A kitten of 3 months or under has no chance on the streets without its mother. More so if it is under the age of 2 months. Remember, a small kitten (even if older than 3 months) cannot climb into a dustbin so easily to get the scraps of food left there.
Find Space to Care for the Kitten
Please find space in a spare bedroom or large cupboard (with ventilation) to take care of the kitten, at least until it is old enough to be found a new permanent home.
How to Feed Kittens
NEVER GIVE ADULT FOOD OR MILK TO A KITTEN – YOU MUST PROVIDE KITTEN/JUNIOR FOOD ONLY. After feeding, the belly should feel round and firm (not hard).
Feed a kitten several small meals over the course of a day, not two large meals as you would feed an adult cat.

_SUPPLIED INFORMATION_.
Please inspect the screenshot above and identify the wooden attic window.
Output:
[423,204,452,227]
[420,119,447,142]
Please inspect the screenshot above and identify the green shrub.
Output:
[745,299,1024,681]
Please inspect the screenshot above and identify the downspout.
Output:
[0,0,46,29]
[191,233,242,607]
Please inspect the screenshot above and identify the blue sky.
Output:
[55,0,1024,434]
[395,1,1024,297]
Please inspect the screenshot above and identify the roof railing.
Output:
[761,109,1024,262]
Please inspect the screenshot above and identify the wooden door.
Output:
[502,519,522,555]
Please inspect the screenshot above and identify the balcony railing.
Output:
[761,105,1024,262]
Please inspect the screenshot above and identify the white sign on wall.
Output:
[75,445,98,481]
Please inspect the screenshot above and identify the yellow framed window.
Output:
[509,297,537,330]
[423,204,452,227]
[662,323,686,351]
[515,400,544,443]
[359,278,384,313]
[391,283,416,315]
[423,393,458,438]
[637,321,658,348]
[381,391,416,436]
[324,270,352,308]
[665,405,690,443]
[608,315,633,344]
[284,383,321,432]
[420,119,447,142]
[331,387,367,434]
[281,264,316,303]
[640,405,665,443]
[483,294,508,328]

_DIRECTIONS_.
(1) What kind of food does the kitten care text say a kitten must be given?
(2) Extend the kitten care text with the next part, picking up after its last sentence.
The entries are separate material and have no connection to the kitten care text.

_ANSWERS TO THIS EXERCISE_.
(1) Kitten/junior food only.

(2)
A kitten without teeth means it’s not eating solids yet. A kitten opens its eyes between 10-14 days and gets its teeth around 3 weeks. Simply buy a tin of evaporated milk (DO NOT GIVE ANY OTHER MILK) and mix half milk with half water. The kitten will feed better if the milk and water are warm (not hot). Syringe feed or use a feeding bottle – get syringes from the pharmacy or a bottle from the vet (do not use a baby’s bottle). Feed as much as the kitten will take. If it doesn’t take, you will have to gently give a few drops every few minutes – sometimes a kitten will not take the milk for the first 24 hours – and you have to be careful not to false feed it as the fluid will go into the lungs. Just a tiny bit at a time until it starts to suckle itself and let it drink until it has had enough.
At 3-4 weeks of age introduce a little liquidized/mashed soft kitten food and also give it paste for worms (this needs to be done every week for at least 3 weeks).
At 4-6 weeks the kitten will start to learn to eat alone.
Feeding a Kitten that has Diarrhoea
Give boiled chicken if the kitten has diarrhoea. Once the diarrhoea has stopped, continue with the chicken, but add kitten/junior food with it until, eventually, you can cut out the chicken. A feed should be done every 4 hours.
Toileting a Kitten
Wipe the toilet area of the kitten with a damp tissue, as it will need your help to pass its toilet (the mother would normally stimulate by licking). You must do this before and after every feed – the kitten will die if it does not pass urine or stools – seek veterinary assistance immediately if it does not go to the toilet after 24 hours.
If the stools are like water, you need to give more water and reduce the amount of milk.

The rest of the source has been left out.